__Materials provided__:
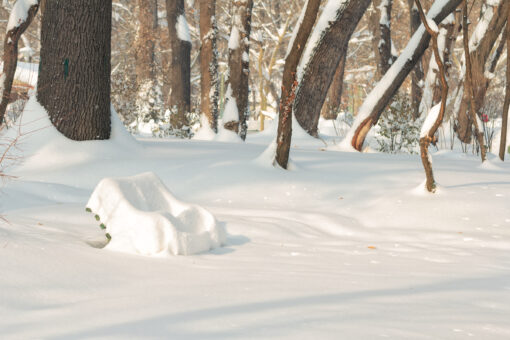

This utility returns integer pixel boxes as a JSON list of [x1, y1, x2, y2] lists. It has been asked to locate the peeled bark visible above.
[[0, 0, 40, 126], [275, 0, 321, 169], [294, 0, 372, 137], [349, 0, 462, 151], [500, 6, 510, 161], [455, 0, 509, 143], [370, 0, 395, 80], [224, 0, 254, 141], [37, 0, 112, 141], [415, 0, 448, 193], [166, 0, 192, 129], [199, 0, 219, 132]]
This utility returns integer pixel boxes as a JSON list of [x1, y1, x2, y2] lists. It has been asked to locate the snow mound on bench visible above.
[[87, 172, 226, 256]]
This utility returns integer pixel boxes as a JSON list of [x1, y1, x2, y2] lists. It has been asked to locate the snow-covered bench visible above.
[[87, 172, 225, 256]]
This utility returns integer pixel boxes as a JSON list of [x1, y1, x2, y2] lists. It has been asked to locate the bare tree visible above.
[[37, 0, 112, 140], [293, 0, 372, 137], [199, 0, 219, 132], [370, 0, 395, 80], [415, 0, 448, 193], [275, 0, 321, 169], [407, 0, 425, 119], [166, 0, 192, 130], [0, 0, 40, 126], [223, 0, 254, 140], [500, 5, 510, 161]]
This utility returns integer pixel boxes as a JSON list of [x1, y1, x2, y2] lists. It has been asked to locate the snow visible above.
[[420, 103, 441, 137], [222, 84, 239, 123], [469, 1, 499, 52], [2, 93, 510, 336], [228, 26, 240, 50], [176, 14, 191, 43], [297, 0, 348, 80], [87, 172, 226, 256], [6, 0, 38, 32]]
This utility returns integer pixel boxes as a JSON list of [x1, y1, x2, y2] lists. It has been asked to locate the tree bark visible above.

__Work order__:
Could you give the material above again, exactly and without its pictures?

__Solution to this problem__:
This utility returns integer pixel boxes as a JSON list of [x1, y1, x2, y2] lists. It has been asked to locate the peeled bark visible above.
[[0, 0, 40, 126], [275, 0, 321, 169], [294, 0, 372, 137], [349, 0, 462, 151], [500, 6, 510, 161], [455, 0, 509, 143], [370, 0, 395, 80], [224, 0, 254, 141], [37, 0, 112, 141], [415, 0, 448, 193], [166, 0, 192, 129], [199, 0, 219, 132]]
This utility returns integer pixel boxes as a JSON list of [x1, y1, x2, y2] lists. It has been asked to locate the snow mound on bench visible above.
[[87, 172, 226, 256]]
This utility returns integer pixel boxes as a JSON list of [x1, y1, x2, y2] lists. It has been asked to locate the snow-covered bench visible above.
[[87, 172, 225, 256]]
This utility returns integer pixel boxes as a JSON list of [x1, y1, x2, y2] lists. It has been asked to locate the bare tree visible above.
[[37, 0, 112, 140], [293, 0, 372, 137], [199, 0, 219, 132], [370, 0, 395, 80], [415, 0, 448, 193], [275, 0, 321, 169], [407, 0, 425, 119], [166, 0, 192, 130], [0, 0, 40, 126], [223, 0, 254, 140], [500, 5, 510, 161]]
This utility returns integer pixel boxes as a JSON list of [x1, y1, x2, y2] lists. It has been asked to locate the snow visible above.
[[420, 103, 441, 137], [222, 84, 239, 123], [469, 1, 499, 52], [2, 93, 510, 336], [228, 26, 240, 50], [176, 14, 191, 43], [297, 0, 348, 80], [87, 172, 226, 256], [6, 0, 38, 32]]
This utility returns integer pixel boxes as a JSON list of [x1, y1, x2, y2] lists. It has been asked to locate the tree bark visible above.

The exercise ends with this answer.